### Task requirements
Write out the following entries line for line, changing nothing.

### Data records
++++++++
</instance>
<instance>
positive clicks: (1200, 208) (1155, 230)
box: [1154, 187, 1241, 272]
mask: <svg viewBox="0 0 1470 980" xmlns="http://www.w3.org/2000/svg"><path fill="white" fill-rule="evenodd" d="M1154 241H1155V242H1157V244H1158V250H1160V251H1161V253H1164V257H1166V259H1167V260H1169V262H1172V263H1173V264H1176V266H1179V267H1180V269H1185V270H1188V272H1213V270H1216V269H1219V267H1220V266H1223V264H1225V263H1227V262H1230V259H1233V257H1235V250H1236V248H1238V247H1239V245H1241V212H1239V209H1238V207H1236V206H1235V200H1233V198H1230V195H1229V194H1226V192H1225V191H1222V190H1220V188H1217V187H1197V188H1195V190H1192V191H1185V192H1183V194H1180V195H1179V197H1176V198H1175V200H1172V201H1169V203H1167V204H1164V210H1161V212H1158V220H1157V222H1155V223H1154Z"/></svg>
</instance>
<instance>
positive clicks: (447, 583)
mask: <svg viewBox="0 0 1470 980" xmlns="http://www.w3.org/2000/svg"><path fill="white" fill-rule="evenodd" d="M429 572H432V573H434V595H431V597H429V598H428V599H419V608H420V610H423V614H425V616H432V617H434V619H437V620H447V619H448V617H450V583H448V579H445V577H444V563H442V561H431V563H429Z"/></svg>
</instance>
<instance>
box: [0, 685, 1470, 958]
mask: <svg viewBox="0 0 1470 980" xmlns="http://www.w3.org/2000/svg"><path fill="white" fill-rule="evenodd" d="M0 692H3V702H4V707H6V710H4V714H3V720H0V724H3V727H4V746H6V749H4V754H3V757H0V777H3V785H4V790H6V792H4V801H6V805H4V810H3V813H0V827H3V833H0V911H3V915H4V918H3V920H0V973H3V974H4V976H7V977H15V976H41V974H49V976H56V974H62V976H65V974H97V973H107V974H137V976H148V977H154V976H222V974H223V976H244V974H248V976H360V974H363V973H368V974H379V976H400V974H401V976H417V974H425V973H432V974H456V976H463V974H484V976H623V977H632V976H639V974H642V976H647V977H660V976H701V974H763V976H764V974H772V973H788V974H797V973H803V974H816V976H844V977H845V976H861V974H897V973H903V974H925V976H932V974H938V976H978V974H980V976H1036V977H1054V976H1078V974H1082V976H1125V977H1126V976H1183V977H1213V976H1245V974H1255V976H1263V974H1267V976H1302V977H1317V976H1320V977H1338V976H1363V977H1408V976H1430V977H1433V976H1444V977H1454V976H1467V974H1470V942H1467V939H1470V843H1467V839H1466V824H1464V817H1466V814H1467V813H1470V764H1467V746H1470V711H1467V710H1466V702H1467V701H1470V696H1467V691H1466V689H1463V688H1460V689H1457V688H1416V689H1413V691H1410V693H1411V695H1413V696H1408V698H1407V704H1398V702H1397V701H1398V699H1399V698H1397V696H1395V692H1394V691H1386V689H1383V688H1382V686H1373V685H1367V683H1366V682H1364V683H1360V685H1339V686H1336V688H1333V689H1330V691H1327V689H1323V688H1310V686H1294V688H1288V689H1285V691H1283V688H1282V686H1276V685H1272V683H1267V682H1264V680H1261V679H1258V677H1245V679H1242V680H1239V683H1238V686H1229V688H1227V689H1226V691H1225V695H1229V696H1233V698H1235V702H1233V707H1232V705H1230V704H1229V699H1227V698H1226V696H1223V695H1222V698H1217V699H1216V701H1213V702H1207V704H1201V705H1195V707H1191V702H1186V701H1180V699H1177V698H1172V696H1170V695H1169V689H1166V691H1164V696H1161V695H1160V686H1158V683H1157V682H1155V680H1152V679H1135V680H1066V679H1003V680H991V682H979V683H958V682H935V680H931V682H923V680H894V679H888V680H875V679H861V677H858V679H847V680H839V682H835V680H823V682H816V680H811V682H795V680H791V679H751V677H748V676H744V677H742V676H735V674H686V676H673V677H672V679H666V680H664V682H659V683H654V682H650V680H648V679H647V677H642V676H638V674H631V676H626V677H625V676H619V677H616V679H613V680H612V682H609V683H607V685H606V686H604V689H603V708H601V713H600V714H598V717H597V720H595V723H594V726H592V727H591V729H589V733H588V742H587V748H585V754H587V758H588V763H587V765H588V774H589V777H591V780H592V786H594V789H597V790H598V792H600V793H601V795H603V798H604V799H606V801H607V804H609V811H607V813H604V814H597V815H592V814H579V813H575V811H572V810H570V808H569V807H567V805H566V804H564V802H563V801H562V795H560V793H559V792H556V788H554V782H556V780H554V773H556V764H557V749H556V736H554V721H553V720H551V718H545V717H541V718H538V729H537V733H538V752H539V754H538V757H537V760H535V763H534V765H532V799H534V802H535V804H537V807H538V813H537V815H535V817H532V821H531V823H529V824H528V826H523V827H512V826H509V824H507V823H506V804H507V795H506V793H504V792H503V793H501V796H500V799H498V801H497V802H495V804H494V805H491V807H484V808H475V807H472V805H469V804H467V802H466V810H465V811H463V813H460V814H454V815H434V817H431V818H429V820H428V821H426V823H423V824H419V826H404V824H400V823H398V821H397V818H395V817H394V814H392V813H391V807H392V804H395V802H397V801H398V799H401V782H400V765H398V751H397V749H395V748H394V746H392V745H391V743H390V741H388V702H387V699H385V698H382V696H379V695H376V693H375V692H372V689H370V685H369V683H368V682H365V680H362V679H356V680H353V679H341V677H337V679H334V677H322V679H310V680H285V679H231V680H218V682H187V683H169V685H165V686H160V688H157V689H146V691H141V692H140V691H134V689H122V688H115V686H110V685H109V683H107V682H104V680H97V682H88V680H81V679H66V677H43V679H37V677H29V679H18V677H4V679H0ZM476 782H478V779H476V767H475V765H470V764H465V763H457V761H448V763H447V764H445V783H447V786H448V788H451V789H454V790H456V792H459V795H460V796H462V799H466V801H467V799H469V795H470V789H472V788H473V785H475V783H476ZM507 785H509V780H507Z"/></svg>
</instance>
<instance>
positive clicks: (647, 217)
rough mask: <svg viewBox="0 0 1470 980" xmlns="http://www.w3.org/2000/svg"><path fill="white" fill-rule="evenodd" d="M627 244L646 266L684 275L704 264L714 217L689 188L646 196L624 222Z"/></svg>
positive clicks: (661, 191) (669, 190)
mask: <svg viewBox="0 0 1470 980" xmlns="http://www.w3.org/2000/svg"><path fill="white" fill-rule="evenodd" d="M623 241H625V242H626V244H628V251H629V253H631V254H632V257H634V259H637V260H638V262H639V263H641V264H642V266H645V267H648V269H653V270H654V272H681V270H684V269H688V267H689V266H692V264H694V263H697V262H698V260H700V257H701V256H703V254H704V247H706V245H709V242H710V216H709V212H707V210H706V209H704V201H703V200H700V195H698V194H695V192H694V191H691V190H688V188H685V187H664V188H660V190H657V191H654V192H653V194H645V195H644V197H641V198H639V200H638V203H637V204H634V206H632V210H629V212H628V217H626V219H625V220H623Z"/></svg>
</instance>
++++++++
### The completed task
</instance>
<instance>
positive clicks: (1200, 208) (1155, 230)
box: [1154, 187, 1241, 272]
mask: <svg viewBox="0 0 1470 980" xmlns="http://www.w3.org/2000/svg"><path fill="white" fill-rule="evenodd" d="M1154 241H1155V242H1157V244H1158V250H1160V251H1161V253H1164V257H1166V259H1167V260H1169V262H1172V263H1173V264H1176V266H1179V267H1180V269H1185V270H1188V272H1213V270H1216V269H1219V267H1220V266H1223V264H1225V263H1227V262H1230V259H1233V257H1235V250H1236V248H1238V247H1239V245H1241V212H1239V209H1238V207H1236V206H1235V200H1233V198H1230V195H1229V194H1226V192H1225V191H1222V190H1220V188H1217V187H1197V188H1195V190H1192V191H1185V192H1183V194H1180V195H1179V197H1176V198H1175V200H1172V201H1169V203H1167V204H1164V210H1161V212H1158V220H1157V222H1155V223H1154Z"/></svg>
</instance>
<instance>
positive clicks: (447, 583)
mask: <svg viewBox="0 0 1470 980" xmlns="http://www.w3.org/2000/svg"><path fill="white" fill-rule="evenodd" d="M429 572H432V573H434V595H431V597H429V598H428V599H419V608H420V610H423V614H425V616H432V617H434V619H437V620H447V619H448V617H450V583H448V579H445V577H444V563H442V561H431V563H429Z"/></svg>
</instance>
<instance>
box: [0, 685, 1470, 958]
mask: <svg viewBox="0 0 1470 980" xmlns="http://www.w3.org/2000/svg"><path fill="white" fill-rule="evenodd" d="M0 692H3V702H4V707H6V710H4V714H3V720H0V724H3V727H4V746H6V749H4V754H3V757H0V777H3V785H4V790H6V792H4V801H6V805H4V810H3V813H0V827H3V833H0V911H3V915H4V918H3V920H0V973H3V974H4V976H7V977H15V976H41V974H49V976H56V974H62V976H65V974H97V973H107V974H137V976H148V977H154V976H222V974H223V976H244V974H248V976H360V974H363V973H368V974H379V976H400V974H401V976H417V974H425V973H432V974H456V976H463V974H484V976H623V977H632V976H639V974H642V976H647V977H660V976H701V974H763V976H764V974H772V973H788V974H797V973H803V974H816V976H844V977H845V976H861V974H897V973H903V974H925V976H932V974H938V976H978V974H980V976H1036V977H1054V976H1078V974H1082V976H1125V977H1126V976H1183V977H1213V976H1245V974H1255V976H1263V974H1267V976H1302V977H1317V976H1320V977H1338V976H1363V977H1408V976H1430V977H1433V976H1444V977H1454V976H1467V974H1470V942H1467V939H1470V843H1467V839H1466V824H1464V817H1466V814H1467V813H1470V764H1467V746H1470V711H1467V710H1466V702H1467V701H1470V696H1467V691H1466V689H1463V688H1460V689H1457V688H1416V689H1413V691H1410V693H1411V695H1413V696H1408V698H1407V704H1398V702H1397V701H1398V699H1399V698H1397V696H1395V692H1394V691H1386V689H1383V688H1382V686H1373V685H1367V683H1366V682H1364V683H1360V685H1339V686H1336V688H1333V689H1330V691H1327V689H1323V688H1310V686H1294V688H1288V689H1285V691H1283V688H1282V686H1276V685H1272V683H1267V682H1264V680H1261V679H1258V677H1245V679H1242V680H1239V683H1238V686H1229V688H1227V689H1226V691H1225V695H1229V696H1233V698H1235V702H1233V707H1232V705H1230V704H1229V699H1227V698H1226V696H1223V695H1222V698H1217V699H1216V701H1213V702H1207V704H1201V705H1195V707H1191V702H1186V701H1180V699H1177V698H1172V696H1170V695H1169V689H1166V691H1164V696H1161V695H1160V686H1158V683H1157V682H1155V680H1152V679H1135V680H1066V679H1003V680H991V682H979V683H958V682H935V680H931V682H923V680H894V679H888V680H875V679H861V677H858V679H847V680H839V682H835V680H823V682H816V680H811V682H795V680H791V679H751V677H748V676H744V677H742V676H735V674H686V676H673V677H672V679H666V680H664V682H659V683H654V682H650V680H648V679H647V677H642V676H638V674H631V676H626V677H625V676H619V677H616V679H613V680H612V682H609V683H607V685H606V686H604V689H603V708H601V713H600V714H598V717H597V720H595V723H594V726H592V727H591V729H589V733H588V742H587V748H585V754H587V758H588V763H587V765H588V774H589V777H591V780H592V786H594V789H597V790H598V792H600V793H601V795H603V798H604V799H606V801H607V804H609V811H607V813H604V814H597V815H592V814H579V813H575V811H572V810H570V808H569V807H567V805H566V804H564V802H563V801H562V795H560V793H559V792H556V788H554V782H556V780H554V773H556V764H557V749H556V736H554V721H553V720H551V718H545V717H541V718H538V729H537V733H538V752H539V754H538V757H537V760H535V763H534V765H532V799H534V802H535V804H537V807H538V813H537V815H535V817H532V821H531V823H529V824H528V826H523V827H512V826H509V824H507V823H506V804H507V795H506V793H504V792H503V793H501V796H500V799H498V801H497V802H495V804H494V805H491V807H484V808H475V807H472V805H469V804H467V802H466V810H465V811H463V813H460V814H454V815H434V817H431V818H429V820H428V821H426V823H423V824H419V826H404V824H400V823H398V821H397V818H395V817H394V814H392V813H391V807H392V804H395V802H397V801H398V799H401V782H400V765H398V751H397V749H395V748H394V746H392V745H391V743H390V741H388V702H387V699H385V698H382V696H379V695H376V693H375V692H372V689H370V685H369V683H368V682H365V680H362V679H356V680H353V679H341V677H337V679H334V677H322V679H310V680H285V679H231V680H218V682H187V683H169V685H165V686H160V688H157V689H146V691H141V692H140V691H134V689H122V688H115V686H110V685H109V683H107V682H104V680H97V682H88V680H81V679H66V677H43V679H37V677H29V679H18V677H4V679H0ZM476 782H478V779H476V767H475V765H470V764H465V763H457V761H448V763H447V764H445V783H447V786H448V788H451V789H454V790H456V792H459V795H460V796H462V799H466V801H467V799H469V795H470V789H472V788H473V785H475V783H476ZM507 785H509V780H507Z"/></svg>
</instance>
<instance>
positive clicks: (647, 217)
rough mask: <svg viewBox="0 0 1470 980" xmlns="http://www.w3.org/2000/svg"><path fill="white" fill-rule="evenodd" d="M627 244L646 266L684 275L704 264L714 217L689 188L646 196L624 222Z"/></svg>
positive clicks: (661, 191) (669, 190)
mask: <svg viewBox="0 0 1470 980" xmlns="http://www.w3.org/2000/svg"><path fill="white" fill-rule="evenodd" d="M623 241H625V242H626V244H628V251H629V253H631V254H632V257H634V259H637V260H638V262H639V263H641V264H642V266H645V267H648V269H653V270H654V272H681V270H684V269H688V267H689V266H692V264H694V263H697V262H698V260H700V257H701V256H703V254H704V247H706V245H709V242H710V216H709V212H707V210H706V209H704V201H703V200H700V195H698V194H695V192H694V191H691V190H688V188H685V187H664V188H660V190H657V191H654V192H653V194H645V195H644V197H641V198H639V200H638V203H637V204H634V206H632V210H629V212H628V217H626V219H625V220H623Z"/></svg>
</instance>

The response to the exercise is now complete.